[Mask labeling samples]
■ ■ ■ ■

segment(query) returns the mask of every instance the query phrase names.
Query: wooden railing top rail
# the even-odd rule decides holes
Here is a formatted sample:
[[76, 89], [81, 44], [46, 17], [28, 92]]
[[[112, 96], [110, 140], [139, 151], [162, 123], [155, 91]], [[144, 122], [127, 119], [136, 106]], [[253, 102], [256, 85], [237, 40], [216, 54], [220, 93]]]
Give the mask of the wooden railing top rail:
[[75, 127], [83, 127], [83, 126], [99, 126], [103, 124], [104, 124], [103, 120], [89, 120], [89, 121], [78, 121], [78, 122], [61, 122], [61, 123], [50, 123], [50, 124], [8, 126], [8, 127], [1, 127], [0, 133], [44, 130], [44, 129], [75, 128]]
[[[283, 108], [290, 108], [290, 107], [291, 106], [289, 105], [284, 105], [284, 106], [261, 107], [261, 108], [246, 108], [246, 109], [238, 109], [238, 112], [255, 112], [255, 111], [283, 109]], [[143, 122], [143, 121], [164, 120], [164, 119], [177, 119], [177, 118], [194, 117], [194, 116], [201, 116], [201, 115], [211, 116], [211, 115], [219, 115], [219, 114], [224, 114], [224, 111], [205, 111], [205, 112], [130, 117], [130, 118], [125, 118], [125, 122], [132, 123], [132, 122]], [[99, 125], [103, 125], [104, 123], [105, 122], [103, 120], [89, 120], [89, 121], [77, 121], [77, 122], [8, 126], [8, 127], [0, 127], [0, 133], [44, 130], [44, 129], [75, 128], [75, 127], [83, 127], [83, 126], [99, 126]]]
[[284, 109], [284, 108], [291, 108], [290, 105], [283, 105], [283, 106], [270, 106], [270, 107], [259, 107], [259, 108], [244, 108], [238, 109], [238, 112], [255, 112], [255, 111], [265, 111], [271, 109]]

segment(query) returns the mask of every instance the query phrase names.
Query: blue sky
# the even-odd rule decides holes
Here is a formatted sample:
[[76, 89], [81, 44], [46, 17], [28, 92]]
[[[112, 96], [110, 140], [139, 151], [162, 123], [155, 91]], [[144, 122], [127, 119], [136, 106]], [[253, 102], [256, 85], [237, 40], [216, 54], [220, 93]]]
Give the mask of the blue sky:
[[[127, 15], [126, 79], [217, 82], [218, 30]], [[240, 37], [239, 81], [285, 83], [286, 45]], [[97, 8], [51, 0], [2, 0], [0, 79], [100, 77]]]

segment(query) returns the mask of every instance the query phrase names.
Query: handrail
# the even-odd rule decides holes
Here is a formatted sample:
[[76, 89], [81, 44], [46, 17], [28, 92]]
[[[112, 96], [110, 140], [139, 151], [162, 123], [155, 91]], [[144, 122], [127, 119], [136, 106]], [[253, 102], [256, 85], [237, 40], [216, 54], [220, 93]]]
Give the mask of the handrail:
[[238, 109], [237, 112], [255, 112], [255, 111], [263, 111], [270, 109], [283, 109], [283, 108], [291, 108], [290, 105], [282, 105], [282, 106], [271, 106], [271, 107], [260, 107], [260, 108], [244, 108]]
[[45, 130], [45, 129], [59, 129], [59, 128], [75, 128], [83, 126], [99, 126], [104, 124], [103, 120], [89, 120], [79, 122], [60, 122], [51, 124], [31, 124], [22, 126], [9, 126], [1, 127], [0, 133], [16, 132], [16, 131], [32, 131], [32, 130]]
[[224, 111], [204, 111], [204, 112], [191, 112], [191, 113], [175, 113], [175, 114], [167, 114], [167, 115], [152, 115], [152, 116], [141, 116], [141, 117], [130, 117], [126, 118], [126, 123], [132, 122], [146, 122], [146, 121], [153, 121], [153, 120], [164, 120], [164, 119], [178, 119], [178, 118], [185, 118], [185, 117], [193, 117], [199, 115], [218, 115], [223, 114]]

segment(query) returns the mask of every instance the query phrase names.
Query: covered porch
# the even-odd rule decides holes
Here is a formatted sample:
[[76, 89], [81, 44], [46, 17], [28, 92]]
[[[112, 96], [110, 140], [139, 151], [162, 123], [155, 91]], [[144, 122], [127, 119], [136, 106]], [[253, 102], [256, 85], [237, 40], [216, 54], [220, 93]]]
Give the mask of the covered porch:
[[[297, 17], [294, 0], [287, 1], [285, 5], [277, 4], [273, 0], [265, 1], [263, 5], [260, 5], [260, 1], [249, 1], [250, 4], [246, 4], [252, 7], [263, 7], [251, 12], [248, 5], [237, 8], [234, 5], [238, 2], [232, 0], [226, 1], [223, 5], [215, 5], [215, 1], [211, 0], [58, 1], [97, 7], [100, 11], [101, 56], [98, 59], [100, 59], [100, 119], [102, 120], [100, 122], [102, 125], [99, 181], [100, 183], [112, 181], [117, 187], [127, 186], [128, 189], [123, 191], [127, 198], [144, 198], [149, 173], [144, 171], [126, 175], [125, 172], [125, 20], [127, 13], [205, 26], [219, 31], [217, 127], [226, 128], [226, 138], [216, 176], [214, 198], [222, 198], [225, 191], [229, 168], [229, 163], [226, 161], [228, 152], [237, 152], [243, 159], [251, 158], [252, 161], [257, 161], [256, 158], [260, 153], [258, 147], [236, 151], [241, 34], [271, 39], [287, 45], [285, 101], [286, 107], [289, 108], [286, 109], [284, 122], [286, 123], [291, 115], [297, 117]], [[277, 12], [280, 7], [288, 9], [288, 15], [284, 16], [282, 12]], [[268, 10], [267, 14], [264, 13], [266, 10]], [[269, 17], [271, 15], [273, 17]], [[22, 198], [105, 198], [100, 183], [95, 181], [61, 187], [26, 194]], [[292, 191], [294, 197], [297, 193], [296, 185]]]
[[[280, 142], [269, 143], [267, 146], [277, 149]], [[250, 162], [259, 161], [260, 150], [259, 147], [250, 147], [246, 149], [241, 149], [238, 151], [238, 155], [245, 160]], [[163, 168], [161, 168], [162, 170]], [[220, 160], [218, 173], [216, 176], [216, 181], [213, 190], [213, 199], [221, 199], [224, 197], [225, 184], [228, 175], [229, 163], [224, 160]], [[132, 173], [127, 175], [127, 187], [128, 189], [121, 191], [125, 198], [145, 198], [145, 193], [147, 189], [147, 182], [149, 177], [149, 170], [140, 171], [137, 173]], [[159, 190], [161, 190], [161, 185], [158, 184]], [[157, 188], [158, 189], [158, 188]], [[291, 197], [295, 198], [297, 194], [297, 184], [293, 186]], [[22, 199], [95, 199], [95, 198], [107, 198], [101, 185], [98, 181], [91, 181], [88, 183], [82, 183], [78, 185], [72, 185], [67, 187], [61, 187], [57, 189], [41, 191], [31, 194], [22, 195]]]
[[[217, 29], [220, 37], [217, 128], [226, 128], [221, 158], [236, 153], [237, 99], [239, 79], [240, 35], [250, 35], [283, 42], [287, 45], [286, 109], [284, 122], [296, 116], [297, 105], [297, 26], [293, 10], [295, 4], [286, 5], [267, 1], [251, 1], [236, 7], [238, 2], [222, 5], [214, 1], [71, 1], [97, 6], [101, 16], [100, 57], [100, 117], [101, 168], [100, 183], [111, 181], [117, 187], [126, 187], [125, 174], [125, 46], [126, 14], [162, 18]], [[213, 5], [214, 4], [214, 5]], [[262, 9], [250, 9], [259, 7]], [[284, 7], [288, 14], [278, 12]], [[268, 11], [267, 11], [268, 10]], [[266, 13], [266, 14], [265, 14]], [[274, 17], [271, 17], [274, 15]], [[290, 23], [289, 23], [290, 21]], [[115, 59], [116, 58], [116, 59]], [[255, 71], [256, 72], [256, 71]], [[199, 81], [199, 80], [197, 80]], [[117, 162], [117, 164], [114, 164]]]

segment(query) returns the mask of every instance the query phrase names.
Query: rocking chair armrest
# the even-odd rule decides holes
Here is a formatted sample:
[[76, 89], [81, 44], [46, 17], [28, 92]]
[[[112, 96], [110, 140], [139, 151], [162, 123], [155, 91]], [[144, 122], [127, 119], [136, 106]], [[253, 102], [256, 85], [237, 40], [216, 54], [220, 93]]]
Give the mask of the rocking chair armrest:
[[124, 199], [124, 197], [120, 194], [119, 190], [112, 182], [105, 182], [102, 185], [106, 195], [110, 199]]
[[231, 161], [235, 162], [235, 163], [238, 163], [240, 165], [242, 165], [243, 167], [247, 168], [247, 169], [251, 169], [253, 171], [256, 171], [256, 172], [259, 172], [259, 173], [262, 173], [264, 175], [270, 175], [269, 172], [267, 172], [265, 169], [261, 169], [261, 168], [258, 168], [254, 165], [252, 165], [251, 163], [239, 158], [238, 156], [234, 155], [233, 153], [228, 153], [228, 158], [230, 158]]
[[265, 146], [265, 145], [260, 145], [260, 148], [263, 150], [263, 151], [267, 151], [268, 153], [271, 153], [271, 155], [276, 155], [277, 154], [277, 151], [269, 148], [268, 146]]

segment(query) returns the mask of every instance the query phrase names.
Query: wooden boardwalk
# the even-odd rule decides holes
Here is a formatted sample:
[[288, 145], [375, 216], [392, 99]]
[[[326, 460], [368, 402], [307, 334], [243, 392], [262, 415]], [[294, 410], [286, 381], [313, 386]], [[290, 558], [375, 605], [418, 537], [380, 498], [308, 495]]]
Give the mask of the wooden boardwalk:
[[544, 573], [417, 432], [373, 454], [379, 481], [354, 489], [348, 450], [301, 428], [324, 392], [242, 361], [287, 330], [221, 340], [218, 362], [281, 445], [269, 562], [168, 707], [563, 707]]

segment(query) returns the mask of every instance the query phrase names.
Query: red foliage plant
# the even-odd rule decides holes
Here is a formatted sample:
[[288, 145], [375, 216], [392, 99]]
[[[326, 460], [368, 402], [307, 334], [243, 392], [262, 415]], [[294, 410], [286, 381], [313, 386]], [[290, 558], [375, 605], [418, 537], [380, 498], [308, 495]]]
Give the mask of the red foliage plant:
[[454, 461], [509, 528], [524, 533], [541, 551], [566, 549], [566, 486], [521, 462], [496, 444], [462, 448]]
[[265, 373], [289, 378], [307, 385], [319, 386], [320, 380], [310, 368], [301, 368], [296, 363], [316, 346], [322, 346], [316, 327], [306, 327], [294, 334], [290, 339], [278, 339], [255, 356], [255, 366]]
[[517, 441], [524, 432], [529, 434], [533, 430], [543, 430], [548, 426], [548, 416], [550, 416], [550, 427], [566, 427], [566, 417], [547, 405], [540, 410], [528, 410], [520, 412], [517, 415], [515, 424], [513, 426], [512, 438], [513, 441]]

■ ■ ■ ■

**TASK DETAILS**
Rewrite the material from its start through the line containing "129], [75, 128]]", changing "top rail" to "upper rail" and leaving everything else unchanged.

**EXERCISE ANSWER**
segment(query) returns the mask of every instance the query phrase names.
Query: wooden railing upper rail
# the even-odd rule decides holes
Here is a formatted sample:
[[76, 89], [81, 44], [46, 17], [28, 92]]
[[[112, 96], [110, 140], [139, 151], [162, 123], [155, 91]], [[144, 122], [127, 119], [136, 106]], [[253, 102], [256, 85], [237, 40], [216, 54], [220, 93]]]
Give the mask of the wooden railing upper rail:
[[75, 127], [83, 127], [83, 126], [99, 126], [103, 124], [104, 124], [103, 120], [89, 120], [89, 121], [78, 121], [78, 122], [61, 122], [61, 123], [50, 123], [50, 124], [8, 126], [8, 127], [1, 127], [0, 133], [44, 130], [44, 129], [75, 128]]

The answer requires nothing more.